**Text block**
------
At EQC’s annual meeting of shareholders held on July 31, 2014,
EQC’s shareholders approved various amendments to EQC’s Declaration
of Trust to, among other things, implement best-practice corporate
governance improvements.
Also at the annual meeting, EQC’s shareholders voted over 101
million shares, representing 94% of shares voted, in support of the
reimbursement to Related/Corvex of approximately $33.5 million of
expenses they incurred in connection with their consent
solicitations to remove EQC’s prior Trustees and to elect a new
slate of nominees to serve on EQC’s Board. Following this
proposal’s approval, approximately $16.7 million is expected to be
reimbursed in the third quarter 2014. An additional $8.35 million
is expected to be reimbursed in each of 2015 and 2016, if EQC’s
average closing price is at least $26.00 in each of these
years.
On August 1, 2014, the company changed its name from
CommonWealth REIT to Equity Commonwealth. On and after that date,
the common shares of the company began trading on the New York
Stock Exchange under the new name and the new ticker symbol “EQC.”
This name change reflects a new chapter for the Company. In keeping
with the other ‘Equity’ companies, Equity Commonwealth will operate
with an entrepreneurial culture, where the interests of all
stakeholders are aligned, focusing on long-term value creation for
shareholders.
Transition:
Equity Commonwealth is in the process of a significant
transition, during which the management team and Trustees are
evaluating all aspects of the Company’s operations. The transition
includes taking over and internalizing EQC’s corporate and business
operations from RMR, and the transitioning of property management
from RMR to CBRE. RMR continues to receive its contracted payments
for providing certain services under the business management
agreement and property management agreements. Additional
transition-related costs will be incurred as EQC ramps up
operations and transitions to CBRE as property manager.
------
**Complete the following**
A. Return the text of the EQC passage starting with "On August 1, 2014, the" and going on through "shareholders.".
B. Answer these questions using the EQC passage:
(i) On what date was EQC's annual meeting of shareholders held?
(ii) Under what ticker symbol did the company's common shares begin trading after the name change?
(iii) To which company is property management being transitioned from RMR?
C. Write what comes next in the EQC passage, picking up after its final sentence.

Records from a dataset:
------
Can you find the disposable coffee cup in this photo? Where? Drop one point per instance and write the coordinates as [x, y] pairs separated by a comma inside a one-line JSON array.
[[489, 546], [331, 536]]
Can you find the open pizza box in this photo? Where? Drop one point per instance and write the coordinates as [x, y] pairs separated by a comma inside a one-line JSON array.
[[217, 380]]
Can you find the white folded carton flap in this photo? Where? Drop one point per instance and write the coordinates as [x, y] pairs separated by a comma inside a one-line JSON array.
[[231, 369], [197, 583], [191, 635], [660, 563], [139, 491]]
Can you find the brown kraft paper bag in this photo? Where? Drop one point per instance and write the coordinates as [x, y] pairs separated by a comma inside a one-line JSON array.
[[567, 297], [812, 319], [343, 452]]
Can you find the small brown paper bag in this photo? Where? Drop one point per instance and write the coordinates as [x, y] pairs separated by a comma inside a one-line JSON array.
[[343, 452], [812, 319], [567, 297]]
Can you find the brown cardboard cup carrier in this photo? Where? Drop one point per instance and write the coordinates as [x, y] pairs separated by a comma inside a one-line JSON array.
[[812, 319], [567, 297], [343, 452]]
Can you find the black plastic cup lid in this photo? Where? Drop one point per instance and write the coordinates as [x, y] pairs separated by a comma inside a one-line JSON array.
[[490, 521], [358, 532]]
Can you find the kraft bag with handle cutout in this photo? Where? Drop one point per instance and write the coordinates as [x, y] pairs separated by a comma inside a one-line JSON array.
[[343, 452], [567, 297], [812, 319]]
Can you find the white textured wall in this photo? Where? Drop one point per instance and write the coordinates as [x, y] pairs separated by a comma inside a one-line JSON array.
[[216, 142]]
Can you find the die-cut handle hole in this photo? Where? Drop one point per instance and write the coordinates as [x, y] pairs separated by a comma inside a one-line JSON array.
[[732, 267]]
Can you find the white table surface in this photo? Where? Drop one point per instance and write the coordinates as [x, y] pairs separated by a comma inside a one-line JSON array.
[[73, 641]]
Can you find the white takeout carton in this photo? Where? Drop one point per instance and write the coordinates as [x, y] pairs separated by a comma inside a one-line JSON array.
------
**Answers to the tasks**
A.
On August 1, 2014, the company changed its name from
CommonWealth REIT to Equity Commonwealth. On and after that date,
the common shares of the company began trading on the New York
Stock Exchange under the new name and the new ticker symbol “EQC.”
This name change reflects a new chapter for the Company. In keeping
with the other ‘Equity’ companies, Equity Commonwealth will operate
with an entrepreneurial culture, where the interests of all
stakeholders are aligned, focusing on long-term value creation for
shareholders.

B.
(i) July 31, 2014
(ii) EQC
(iii) CBRE

C.
With respect to the common dividend, EQC is evaluating its
options regarding the appropriate policy. EQC anticipates that the
quarterly common dividend likely will be reduced from the level
being paid before the prior Trustees were removed on March 25,
2014.
Any expectations or guidance previously provided by RMR or the
prior officers of the Company do not represent the current views of
EQC.
Presentation:
As of June 30, 2014, EQC owned approximately 36.7% of the common
shares of SIR, a publicly traded REIT that primarily owns and
invests in net leased, single tenant office and industrial
properties throughout the United States and leased lands in Hawaii.
On July 2, 2013, SIR issued and sold to the public 10.5 million
common shares in an underwritten public offering. Prior to this
offering, EQC’s 22.0 million common shares of SIR represented more
than 50% of SIR's outstanding common shares and SIR’s financial
position and results of operations were consolidated in EQC’s
financial statements. Beginning on July 2, 2013, EQC no longer
consolidates its investment in SIR, but instead accounts for its
investment in SIR under the equity method. Unless the context
indicates otherwise, the amounts reported in this press release
include SIR’s financial position and results of operations on a
consolidated basis with EQC for periods prior to July 2, 2013, when
SIR was EQC’s consolidated subsidiary. As described above, on July
9, 2014, EQC sold its entire stake of 22.0 million common shares of
SIR. EQC received approximately $704.8 million in cash,
representing $32.04 per share. As a result of this sale, EQC no
longer holds any interest in SIR.
For further information about SIR and its subsidiaries, please
see SIR’s periodic reports and other filings with the Securities
and Exchange Commission, or the SEC, which are available at the
SEC’s website at www.sec.gov. References in this press release to
SIR’s filings with the SEC are included to identify the source of
SIR information only, and the information in SIR’s filings with the
SEC is not incorporated by reference into this press release.
Supplemental Data:
A copy of EQC’s Second Quarter 2014 Supplemental Operating and
Financial Data is available for download at EQC’s website,
www.eqcre.com.
Equity Commonwealth is an internally managed and self-advised
REIT, which primarily owns office buildings located in central
business districts and suburban locations across the country, with
executive offices in Chicago, IL.
Please see the pages attached hereto for a more detailed
statement of EQC’s operating results and financial condition, for
an explanation of EQC’s calculation of FFO, Normalized FFO, CAD,
NOI and Cash Basis NOI and for a reconciliation of those non-GAAP
amounts to net income and net income attributable to Equity
Commonwealth.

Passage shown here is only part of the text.